摘录文本 =>
+---+

我们接着看下有哪些error和哪些情况会调用stop，我就开始追watch方法的那个对象，最后追到这里streamwatcher.go，Ok,这里就可以看到watch实际对象了，struct的中参数可以看下，有result的通道，互斥锁和Stoppe标志接收是否已经结束了的标志位。看下NewStreamWatcher方法，关注其中的go sw.receive()，在返回对象前就起了协程在接收数据了，那接着去看receive函数，看一下receive那边的注释，我写的中文注释，就是在解码遇到错误是就会选择return，return前看下defer sw.Stop()等清理操作。这样就跟上面对上了！

// StreamWatcher turns any stream for which you can write a Decoder interface
// into a watch.Interface.
type StreamWatcher struct {
    sync.Mutex
    source   Decoder
    reporter Reporter
    result   chan Event
    stopped  bool
}

// NewStreamWatcher creates a StreamWatcher from the given decoder.
func NewStreamWatcher(d Decoder, r Reporter) *StreamWatcher {
    sw := &StreamWatcher{
        source:   d,
        reporter: r,
        // It's easy for a consumer to add buffering via an extra
        // goroutine/channel, but impossible for them to remove it,
        // so nonbuffered is better.
        result: make(chan Event),
    }
    go sw.receive()// !!!看这里，新建完对象就开始接收数据了
    return sw
}

// ResultChan implements Interface.
func (sw *StreamWatcher) ResultChan() <-chan Event {
    return sw.result
}

// Stop implements Interface.
func (sw *StreamWatcher) Stop() {
    // Call Close() exactly once by locking and setting a flag.
    sw.Lock()
    defer sw.Unlock()
    if !sw.stopped {
        sw.stopped = true
        sw.source.Close()
    }
}

// stopping returns true if Stop() was called previously.
func (sw *StreamWatcher) stopping() bool {
    sw.Lock()
    defer sw.Unlock()
    return sw.stopped
}

// receive reads result from the decoder in a loop and sends down the result channel.
func (sw *StreamWatcher) receive() {
    defer close(sw.result)
    defer sw.Stop()// 注意看这里，这个方法退出前就会调用stop函数
    defer utilruntime.HandleCrash()
    for {// for循环，一直接收
        action, obj, err := sw.source.Decode()
        if err != nil {//以下是接收到的错，反正有错误就会return
            // Ignore expected error.
            if sw.stopping() {
                return
            }
            switch err {
            case io.EOF:
                // watch closed normally
            case io.ErrUnexpectedEOF:
                klog.V(1).Infof("Unexpected EOF during watch stream event decoding: %v", err)
            default:
                if net.IsProbableEOF(err) {
                    klog.V(5).Infof("Unable to decode an event from the watch stream: %v", err)

+---+

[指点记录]
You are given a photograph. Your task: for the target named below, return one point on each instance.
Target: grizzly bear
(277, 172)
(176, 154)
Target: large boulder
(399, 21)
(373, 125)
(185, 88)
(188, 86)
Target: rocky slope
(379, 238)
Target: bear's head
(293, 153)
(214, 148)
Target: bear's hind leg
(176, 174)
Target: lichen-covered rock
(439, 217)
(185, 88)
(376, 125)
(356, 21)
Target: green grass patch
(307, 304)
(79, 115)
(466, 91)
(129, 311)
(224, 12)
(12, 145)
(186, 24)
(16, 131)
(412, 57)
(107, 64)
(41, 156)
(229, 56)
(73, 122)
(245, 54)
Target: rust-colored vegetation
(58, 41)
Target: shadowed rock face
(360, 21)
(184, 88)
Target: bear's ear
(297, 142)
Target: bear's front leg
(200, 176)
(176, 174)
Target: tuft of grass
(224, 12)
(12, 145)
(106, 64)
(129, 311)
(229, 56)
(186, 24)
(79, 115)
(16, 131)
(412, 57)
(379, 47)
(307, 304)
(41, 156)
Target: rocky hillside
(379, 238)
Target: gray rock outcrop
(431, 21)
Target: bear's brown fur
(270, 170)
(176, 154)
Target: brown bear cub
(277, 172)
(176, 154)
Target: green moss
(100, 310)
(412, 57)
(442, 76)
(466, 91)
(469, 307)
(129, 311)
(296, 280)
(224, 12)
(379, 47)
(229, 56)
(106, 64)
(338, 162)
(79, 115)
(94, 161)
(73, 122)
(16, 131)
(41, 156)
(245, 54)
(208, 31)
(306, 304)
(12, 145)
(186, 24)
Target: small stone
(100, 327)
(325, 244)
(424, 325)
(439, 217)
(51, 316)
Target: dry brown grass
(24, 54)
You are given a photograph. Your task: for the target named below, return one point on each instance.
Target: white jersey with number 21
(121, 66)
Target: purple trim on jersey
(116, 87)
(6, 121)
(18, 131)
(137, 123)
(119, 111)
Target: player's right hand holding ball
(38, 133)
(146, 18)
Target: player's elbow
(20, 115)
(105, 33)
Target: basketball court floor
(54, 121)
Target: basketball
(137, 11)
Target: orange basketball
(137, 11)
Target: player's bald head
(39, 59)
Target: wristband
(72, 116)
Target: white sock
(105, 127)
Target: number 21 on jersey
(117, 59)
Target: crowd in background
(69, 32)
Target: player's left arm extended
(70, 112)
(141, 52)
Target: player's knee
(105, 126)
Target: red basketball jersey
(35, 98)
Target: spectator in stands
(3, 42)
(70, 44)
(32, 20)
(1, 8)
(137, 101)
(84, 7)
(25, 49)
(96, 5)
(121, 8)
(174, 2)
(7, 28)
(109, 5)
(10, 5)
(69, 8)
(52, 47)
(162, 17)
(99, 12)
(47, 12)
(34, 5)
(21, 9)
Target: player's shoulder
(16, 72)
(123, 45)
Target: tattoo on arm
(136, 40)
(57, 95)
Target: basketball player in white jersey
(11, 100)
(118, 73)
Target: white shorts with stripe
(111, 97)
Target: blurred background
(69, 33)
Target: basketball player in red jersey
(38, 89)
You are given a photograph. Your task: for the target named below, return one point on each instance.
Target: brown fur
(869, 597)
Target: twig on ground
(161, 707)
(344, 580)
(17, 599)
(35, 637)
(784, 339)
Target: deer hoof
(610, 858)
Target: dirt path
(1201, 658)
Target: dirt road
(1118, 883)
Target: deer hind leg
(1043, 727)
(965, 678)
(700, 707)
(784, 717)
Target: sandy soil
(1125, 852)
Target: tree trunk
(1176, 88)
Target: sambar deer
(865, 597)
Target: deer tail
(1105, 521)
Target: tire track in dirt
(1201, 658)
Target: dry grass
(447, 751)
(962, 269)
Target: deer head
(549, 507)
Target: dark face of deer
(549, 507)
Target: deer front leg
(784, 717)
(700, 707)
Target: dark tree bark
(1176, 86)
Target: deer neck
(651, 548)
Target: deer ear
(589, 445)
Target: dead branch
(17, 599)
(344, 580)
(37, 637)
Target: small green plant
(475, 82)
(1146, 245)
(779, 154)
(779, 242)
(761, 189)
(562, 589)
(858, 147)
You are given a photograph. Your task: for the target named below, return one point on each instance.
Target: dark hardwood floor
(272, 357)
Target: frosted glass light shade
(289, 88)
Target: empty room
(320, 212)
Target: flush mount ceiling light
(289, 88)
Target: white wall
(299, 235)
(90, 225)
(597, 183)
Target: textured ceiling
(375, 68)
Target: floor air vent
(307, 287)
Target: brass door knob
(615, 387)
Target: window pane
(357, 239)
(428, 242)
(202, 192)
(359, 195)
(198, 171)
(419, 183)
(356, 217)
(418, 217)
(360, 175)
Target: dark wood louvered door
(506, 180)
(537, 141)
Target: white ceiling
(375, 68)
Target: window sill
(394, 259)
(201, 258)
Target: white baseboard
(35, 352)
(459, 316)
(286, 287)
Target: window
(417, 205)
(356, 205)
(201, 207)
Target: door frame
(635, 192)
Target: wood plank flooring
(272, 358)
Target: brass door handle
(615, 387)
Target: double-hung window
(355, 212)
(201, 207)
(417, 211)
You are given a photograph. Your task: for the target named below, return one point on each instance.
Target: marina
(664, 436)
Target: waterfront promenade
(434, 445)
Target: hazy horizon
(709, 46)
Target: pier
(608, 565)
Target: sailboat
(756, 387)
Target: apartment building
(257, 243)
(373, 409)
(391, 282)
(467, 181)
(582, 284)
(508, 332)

+---+

给定任务 =>
按摘录文本所述，NewStreamWatcher 在返回对象之前做了什么？ 这些记录另有出处。

完成结果 =>
它执行 go sw.receive()，起了一个协程开始接收数据。